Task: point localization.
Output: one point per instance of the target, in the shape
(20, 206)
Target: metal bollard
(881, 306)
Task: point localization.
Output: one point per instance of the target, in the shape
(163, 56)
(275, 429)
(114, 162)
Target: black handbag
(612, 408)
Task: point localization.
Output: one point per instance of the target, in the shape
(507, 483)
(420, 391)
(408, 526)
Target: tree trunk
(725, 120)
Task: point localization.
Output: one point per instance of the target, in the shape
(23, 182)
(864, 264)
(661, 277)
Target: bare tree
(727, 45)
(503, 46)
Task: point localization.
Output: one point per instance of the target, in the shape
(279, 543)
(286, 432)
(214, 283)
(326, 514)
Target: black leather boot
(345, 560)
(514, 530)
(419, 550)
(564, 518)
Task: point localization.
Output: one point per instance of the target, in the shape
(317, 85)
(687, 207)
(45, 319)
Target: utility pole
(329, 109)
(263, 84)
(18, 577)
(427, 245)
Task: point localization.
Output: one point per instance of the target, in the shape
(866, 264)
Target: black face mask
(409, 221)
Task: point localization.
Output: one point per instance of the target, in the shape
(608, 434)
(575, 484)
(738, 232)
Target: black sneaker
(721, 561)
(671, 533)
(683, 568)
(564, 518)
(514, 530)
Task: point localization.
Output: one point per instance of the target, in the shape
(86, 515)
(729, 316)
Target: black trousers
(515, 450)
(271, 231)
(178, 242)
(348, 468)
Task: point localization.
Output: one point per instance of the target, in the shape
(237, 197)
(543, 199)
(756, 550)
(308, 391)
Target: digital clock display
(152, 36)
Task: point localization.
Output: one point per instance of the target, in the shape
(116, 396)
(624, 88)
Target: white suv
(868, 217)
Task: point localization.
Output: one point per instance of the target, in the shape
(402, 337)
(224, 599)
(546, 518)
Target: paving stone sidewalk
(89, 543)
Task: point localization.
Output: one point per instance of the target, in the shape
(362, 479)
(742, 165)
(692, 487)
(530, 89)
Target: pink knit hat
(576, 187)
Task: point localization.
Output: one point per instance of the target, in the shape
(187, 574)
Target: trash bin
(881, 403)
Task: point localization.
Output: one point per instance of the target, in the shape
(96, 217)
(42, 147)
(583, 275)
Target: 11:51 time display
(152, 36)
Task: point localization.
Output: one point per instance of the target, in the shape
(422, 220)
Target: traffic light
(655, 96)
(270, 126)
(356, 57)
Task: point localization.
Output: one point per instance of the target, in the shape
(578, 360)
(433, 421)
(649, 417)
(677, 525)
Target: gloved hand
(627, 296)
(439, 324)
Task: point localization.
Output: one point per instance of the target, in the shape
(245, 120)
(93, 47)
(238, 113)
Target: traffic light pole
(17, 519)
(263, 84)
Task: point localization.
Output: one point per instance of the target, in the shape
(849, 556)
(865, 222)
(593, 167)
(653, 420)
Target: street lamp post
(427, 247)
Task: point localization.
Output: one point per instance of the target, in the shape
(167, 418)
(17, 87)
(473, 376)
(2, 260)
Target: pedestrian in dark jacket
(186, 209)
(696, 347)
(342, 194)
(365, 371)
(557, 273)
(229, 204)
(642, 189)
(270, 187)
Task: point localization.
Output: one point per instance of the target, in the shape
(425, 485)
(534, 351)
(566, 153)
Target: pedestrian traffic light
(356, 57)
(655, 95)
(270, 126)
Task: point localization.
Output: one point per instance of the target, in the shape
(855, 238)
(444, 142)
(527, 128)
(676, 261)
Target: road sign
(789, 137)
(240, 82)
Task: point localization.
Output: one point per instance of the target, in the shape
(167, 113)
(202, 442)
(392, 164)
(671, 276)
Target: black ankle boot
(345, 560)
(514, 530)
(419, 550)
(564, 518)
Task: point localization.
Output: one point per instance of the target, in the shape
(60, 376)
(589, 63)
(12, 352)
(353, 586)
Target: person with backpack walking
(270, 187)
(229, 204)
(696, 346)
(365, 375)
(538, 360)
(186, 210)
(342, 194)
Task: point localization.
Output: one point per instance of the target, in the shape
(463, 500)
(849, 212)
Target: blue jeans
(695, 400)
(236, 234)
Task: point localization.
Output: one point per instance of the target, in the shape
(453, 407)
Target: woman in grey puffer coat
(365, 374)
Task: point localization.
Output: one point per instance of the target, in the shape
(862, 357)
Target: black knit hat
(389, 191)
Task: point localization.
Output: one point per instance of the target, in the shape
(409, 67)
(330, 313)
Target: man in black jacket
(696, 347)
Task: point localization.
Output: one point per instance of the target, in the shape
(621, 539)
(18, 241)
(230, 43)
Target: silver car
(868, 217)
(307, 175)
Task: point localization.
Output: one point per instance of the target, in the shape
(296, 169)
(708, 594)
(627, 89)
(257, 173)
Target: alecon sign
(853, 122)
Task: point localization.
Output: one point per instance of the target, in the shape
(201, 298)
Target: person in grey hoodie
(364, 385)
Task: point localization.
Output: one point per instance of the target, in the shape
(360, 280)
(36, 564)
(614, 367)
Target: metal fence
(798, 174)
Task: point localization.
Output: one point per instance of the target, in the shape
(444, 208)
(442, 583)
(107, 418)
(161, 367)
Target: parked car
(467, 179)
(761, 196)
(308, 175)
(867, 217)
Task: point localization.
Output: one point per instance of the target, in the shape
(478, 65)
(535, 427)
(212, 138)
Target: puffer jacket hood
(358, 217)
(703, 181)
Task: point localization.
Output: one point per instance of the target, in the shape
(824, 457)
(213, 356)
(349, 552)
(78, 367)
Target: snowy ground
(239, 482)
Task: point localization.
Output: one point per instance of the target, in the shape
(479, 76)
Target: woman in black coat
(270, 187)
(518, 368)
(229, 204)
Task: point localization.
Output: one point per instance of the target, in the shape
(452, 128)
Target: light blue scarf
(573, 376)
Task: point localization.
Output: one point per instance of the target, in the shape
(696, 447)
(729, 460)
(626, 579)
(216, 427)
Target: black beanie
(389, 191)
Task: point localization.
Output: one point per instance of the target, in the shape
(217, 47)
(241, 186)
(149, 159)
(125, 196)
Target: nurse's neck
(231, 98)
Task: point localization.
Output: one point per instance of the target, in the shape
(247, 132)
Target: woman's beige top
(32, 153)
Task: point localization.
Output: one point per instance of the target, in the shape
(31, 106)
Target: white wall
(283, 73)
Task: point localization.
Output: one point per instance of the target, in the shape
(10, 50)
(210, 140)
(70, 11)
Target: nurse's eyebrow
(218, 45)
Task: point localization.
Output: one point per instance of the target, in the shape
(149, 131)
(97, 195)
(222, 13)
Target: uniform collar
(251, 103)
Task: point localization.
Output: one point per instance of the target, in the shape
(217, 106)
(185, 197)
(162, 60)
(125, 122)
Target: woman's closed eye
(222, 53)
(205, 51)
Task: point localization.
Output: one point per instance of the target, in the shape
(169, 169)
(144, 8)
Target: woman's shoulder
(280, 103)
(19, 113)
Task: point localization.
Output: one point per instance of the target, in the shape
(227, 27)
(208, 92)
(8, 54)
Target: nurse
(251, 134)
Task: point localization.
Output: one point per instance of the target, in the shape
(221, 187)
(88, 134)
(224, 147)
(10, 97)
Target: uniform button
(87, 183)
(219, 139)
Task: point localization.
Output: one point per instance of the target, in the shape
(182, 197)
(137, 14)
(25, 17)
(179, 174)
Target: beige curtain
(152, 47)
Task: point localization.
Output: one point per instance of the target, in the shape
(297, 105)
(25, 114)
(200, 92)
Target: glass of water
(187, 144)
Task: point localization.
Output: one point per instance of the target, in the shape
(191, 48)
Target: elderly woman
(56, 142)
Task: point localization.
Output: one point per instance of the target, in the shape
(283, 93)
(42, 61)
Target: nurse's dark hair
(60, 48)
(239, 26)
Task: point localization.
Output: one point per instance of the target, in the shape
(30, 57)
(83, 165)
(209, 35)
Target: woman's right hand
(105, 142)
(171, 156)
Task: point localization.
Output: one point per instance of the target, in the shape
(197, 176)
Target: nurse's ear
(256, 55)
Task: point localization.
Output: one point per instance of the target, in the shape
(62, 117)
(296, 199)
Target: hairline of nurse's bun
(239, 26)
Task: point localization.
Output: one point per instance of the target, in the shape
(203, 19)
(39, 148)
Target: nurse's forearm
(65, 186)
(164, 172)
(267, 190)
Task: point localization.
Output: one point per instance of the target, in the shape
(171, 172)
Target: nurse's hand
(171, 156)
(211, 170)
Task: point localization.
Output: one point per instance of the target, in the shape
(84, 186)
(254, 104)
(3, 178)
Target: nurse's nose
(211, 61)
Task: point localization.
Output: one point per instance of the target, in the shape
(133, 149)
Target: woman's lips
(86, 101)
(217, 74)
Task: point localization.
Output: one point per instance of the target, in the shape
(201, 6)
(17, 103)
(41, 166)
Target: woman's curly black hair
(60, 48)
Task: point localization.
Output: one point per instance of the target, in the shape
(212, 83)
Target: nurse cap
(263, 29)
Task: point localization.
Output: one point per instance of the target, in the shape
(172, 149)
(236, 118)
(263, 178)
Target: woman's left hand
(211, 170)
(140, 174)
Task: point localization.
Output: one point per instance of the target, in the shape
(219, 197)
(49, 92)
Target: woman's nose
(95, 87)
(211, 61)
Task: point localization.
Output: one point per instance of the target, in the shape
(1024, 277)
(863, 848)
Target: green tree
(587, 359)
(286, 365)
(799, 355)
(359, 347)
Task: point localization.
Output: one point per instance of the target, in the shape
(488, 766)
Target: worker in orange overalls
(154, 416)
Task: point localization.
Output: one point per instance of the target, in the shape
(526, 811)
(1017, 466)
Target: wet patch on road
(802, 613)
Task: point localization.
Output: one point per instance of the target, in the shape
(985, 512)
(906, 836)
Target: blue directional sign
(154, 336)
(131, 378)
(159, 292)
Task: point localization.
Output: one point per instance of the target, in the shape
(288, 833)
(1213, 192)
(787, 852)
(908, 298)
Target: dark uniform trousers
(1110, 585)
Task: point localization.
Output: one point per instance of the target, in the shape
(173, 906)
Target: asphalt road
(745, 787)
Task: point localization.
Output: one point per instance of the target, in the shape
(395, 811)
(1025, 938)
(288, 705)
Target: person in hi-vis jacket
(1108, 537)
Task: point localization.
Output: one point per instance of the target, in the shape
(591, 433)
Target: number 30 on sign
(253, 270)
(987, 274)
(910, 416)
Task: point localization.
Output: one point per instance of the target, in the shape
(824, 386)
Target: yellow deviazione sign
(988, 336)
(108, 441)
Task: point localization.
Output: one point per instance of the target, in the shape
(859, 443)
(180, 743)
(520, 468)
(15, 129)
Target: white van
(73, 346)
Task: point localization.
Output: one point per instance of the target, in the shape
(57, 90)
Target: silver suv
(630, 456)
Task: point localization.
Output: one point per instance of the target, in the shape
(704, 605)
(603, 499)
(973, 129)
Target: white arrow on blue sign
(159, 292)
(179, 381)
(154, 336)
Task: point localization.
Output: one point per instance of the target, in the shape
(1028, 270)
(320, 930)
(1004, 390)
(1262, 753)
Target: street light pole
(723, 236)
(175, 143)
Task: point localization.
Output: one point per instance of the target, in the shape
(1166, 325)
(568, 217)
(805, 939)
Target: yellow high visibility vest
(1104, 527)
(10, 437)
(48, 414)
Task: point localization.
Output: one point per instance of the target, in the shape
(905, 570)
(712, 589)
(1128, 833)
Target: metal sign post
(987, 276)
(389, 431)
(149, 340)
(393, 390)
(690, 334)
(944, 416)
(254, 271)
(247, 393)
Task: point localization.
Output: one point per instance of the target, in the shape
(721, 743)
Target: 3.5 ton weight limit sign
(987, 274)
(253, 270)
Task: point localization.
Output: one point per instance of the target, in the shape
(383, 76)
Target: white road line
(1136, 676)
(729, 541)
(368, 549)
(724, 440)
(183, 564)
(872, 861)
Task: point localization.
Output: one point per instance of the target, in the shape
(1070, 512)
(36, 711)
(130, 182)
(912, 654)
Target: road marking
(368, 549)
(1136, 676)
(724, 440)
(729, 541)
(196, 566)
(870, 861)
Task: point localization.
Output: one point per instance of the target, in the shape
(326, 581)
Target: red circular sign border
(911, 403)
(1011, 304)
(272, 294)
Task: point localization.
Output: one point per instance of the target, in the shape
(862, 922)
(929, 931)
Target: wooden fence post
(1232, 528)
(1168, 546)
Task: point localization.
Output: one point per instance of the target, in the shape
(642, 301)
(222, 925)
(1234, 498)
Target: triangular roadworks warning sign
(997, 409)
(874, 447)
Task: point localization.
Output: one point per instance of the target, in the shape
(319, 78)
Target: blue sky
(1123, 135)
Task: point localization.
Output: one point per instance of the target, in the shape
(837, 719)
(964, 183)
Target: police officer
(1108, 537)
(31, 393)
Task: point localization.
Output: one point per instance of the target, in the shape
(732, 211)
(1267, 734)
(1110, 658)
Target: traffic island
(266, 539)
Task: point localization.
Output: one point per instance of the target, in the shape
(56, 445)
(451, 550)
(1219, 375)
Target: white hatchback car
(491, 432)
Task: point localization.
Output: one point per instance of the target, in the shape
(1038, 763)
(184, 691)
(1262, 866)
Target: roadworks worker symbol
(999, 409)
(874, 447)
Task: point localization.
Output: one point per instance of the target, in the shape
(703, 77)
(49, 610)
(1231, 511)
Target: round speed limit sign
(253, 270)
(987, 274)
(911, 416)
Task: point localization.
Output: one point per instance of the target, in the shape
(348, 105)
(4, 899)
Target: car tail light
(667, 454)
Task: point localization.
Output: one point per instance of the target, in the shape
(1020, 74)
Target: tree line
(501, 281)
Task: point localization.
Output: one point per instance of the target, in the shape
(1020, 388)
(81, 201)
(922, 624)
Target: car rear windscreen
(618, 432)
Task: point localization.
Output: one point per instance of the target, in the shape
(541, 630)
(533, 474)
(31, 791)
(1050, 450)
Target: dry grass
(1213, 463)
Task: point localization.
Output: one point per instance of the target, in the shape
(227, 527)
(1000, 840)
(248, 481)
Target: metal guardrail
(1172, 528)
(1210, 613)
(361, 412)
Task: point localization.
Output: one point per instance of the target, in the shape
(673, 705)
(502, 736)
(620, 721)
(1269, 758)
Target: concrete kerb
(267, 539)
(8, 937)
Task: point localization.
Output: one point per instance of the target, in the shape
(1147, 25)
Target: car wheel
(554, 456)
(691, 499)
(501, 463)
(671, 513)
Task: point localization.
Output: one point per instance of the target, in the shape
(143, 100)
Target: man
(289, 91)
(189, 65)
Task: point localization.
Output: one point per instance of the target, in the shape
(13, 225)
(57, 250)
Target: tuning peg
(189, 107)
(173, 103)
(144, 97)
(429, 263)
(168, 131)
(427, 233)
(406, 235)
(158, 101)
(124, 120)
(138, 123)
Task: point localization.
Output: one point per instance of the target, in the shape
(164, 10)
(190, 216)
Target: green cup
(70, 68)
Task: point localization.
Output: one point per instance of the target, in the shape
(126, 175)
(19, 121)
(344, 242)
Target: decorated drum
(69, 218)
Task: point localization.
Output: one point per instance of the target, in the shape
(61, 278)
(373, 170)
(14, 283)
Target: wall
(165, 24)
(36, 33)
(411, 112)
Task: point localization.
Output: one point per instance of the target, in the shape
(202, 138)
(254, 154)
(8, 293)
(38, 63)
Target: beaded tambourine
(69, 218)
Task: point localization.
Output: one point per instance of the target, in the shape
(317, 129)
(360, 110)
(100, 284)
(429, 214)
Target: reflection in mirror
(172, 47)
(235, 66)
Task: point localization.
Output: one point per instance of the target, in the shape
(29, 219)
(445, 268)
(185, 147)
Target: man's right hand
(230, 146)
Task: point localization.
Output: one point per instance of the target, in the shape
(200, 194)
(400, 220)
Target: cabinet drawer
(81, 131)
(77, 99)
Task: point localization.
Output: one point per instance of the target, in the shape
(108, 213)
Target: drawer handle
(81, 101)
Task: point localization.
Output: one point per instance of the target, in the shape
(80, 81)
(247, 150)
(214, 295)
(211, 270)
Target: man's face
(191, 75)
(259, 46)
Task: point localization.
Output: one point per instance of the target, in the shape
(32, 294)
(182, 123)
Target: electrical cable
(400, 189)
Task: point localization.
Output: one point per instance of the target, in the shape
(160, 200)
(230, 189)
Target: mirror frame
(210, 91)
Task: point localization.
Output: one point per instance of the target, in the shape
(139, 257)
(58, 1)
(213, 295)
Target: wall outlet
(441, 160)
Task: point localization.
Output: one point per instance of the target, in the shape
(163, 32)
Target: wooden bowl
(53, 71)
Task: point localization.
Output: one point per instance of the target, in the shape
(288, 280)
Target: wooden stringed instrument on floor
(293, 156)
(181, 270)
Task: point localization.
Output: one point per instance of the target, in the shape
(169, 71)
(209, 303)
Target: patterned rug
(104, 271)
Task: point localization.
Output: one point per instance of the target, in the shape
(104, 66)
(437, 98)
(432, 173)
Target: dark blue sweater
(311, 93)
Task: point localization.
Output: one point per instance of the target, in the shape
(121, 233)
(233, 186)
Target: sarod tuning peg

What to work on
Set down precisely the lines above between the line holding "(1262, 753)" and the line holding "(1128, 833)", inclusive, and nothing beyond them.

Reply
(1262, 753)
Target: street light pole
(723, 236)
(175, 143)
Task: point localization.
Output: one point per instance of the target, in the shape
(1166, 325)
(568, 217)
(805, 939)
Target: yellow high visibility vest
(1104, 527)
(10, 437)
(48, 414)
Task: point localization.
Output: one point per instance of the target, in the shape
(905, 570)
(712, 589)
(1128, 833)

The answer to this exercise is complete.